● **Problem requirements**: I need the number of lines in the data that include "segment"; reply with that number alone.

== Extracted records ==

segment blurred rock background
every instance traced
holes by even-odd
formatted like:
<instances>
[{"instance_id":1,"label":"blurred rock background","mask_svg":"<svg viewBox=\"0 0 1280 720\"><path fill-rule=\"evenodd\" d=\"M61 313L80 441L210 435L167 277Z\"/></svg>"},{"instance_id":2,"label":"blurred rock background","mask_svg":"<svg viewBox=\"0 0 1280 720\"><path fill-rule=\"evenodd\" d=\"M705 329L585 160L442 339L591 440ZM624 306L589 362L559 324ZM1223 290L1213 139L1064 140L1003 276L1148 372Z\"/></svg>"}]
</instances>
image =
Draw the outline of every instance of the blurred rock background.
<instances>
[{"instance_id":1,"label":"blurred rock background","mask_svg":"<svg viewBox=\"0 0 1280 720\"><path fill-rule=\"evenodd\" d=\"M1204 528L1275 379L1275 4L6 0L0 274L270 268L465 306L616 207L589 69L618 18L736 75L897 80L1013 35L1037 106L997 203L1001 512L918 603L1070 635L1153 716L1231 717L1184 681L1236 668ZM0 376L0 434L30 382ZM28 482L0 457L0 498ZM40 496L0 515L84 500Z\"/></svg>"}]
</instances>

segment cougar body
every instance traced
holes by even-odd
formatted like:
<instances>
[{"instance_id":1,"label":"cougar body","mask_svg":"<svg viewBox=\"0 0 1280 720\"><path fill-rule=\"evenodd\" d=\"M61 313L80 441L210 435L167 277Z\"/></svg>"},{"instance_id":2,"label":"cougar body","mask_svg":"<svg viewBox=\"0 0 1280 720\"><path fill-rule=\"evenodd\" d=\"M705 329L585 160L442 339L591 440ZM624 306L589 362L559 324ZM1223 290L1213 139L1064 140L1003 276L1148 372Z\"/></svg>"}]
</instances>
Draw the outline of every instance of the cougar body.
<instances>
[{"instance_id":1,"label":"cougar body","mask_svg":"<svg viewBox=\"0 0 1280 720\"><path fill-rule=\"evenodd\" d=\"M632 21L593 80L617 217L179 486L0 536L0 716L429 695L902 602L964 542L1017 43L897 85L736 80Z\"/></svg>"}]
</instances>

===

● **Exercise solution**: 2